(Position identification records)
......

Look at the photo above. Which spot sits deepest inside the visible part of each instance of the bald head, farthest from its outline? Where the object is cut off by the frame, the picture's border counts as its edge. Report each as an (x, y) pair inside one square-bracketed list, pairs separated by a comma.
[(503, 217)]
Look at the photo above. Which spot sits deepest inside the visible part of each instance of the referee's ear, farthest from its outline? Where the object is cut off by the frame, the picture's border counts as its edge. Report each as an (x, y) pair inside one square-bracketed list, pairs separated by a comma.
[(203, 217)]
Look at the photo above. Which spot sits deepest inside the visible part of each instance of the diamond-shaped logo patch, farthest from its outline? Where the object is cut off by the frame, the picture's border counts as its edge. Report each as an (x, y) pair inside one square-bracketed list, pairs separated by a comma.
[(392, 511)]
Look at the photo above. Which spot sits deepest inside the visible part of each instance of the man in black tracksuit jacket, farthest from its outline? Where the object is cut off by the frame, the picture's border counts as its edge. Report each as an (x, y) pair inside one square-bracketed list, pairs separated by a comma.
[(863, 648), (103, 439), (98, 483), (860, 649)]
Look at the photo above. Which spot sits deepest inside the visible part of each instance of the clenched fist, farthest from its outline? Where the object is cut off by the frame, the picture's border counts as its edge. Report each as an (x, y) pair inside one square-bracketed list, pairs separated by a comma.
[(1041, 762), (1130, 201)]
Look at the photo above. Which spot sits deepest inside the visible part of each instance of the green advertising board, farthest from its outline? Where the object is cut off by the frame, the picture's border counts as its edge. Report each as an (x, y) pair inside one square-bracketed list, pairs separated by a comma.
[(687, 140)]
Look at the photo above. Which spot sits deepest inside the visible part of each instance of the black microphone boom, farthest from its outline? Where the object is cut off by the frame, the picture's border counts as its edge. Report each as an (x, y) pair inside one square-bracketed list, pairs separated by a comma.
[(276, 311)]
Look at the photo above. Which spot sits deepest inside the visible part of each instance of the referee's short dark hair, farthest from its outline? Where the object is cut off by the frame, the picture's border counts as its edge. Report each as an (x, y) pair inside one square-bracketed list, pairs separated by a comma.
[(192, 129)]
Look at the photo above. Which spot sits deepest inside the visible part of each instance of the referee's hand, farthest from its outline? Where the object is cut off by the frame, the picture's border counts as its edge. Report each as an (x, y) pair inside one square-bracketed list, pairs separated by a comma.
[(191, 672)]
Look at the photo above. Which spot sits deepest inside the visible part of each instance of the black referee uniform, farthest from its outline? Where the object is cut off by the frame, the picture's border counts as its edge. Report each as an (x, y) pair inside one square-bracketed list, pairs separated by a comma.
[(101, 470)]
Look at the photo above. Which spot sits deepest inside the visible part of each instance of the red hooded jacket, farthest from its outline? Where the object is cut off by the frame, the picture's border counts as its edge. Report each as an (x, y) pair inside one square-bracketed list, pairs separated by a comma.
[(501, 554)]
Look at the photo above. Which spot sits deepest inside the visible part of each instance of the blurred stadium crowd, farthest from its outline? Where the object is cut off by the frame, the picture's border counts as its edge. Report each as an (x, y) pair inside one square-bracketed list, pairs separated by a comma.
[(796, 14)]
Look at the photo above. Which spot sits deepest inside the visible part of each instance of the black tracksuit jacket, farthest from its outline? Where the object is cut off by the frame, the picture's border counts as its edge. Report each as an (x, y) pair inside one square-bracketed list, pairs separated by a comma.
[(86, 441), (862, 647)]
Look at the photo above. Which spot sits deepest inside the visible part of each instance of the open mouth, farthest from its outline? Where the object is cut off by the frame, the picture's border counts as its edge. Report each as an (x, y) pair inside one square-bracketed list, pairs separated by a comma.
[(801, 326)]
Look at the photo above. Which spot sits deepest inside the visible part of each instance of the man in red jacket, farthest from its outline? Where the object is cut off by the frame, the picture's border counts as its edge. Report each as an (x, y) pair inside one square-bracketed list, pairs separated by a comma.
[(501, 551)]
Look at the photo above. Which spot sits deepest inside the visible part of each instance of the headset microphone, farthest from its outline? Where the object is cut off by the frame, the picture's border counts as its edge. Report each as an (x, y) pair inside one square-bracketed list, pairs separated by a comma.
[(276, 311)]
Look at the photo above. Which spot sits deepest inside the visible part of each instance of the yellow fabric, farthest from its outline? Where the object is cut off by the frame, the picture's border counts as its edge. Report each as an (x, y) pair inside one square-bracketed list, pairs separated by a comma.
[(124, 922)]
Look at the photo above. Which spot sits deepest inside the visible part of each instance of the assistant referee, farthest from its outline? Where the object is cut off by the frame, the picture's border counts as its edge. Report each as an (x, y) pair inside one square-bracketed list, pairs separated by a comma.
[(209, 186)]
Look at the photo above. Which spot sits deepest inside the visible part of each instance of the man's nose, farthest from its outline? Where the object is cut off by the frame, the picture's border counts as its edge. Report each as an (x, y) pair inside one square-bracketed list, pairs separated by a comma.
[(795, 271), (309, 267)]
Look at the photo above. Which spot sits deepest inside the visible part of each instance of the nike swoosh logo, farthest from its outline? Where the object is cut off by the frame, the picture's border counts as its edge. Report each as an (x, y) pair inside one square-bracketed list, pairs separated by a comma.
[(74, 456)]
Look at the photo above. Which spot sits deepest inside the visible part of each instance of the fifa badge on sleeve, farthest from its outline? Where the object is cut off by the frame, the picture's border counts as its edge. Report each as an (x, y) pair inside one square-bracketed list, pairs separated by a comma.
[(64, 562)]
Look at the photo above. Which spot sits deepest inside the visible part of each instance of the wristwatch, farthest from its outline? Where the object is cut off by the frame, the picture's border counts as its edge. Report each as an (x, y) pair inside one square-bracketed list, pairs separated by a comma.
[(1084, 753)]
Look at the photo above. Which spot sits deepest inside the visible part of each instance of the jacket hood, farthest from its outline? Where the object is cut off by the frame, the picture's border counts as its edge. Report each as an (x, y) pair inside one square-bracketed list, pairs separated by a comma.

......

Reproduce the records from the line containing "the referee's short" up to and including the line containing "[(796, 14)]", requests included, and give only those lines. Multiply every coordinate in the answers by 2.5 and round each result to the nearest whole number, rounding halves up, while leaving the requests and any format samples in them unchanged.

Look at the photo above. Which spot sits deepest inside the visible part of each instance of the referee's short dark hair, farthest from its outline? Where the object is cut off by the frame, the picture's border counts as its edge. Report each as an (x, y) pair inside one square-bracketed list, pairs separated by a comma.
[(480, 323)]
Look at the photo above. Which spot sits deepest inside the visible part of each instance of the referee's hand, farthest from its outline? Where the object is cut off by the frame, the picture's border counts as its edge. Report each as an (x, y) pair inside one square-bracketed list, pairs separated by a comma.
[(478, 1680)]
Look at the photo above. Which spot sits deepest inside the visible part of each instance of the black referee uniform, farthest from its outline? Where the object is cut off by the frame, the picture's border counts as its edge. Report each as an (x, y) pair inside one square-bracketed list, pairs separated by a comma.
[(253, 1175)]
Look at the photo above. Which spot sits deepest inside the visible part of each instance of the red hooded jacket, farthest from its outline? Where the object is cut off by the frame, the picture's border counts as its edge. Report each as an (x, y) pair inside one square-bracketed list, pairs separated by a comma.
[(1253, 1385)]
Look at the photo above. Which spot sits deepest inside the visible part of each instance of the blurred stadium crowd, farthest from its outline? Where the object is cut off by the frame, the picture's border counts as its edge. Report each as an (x, y) pair inside one square-bracketed list, pairs separated by a comma.
[(1990, 35)]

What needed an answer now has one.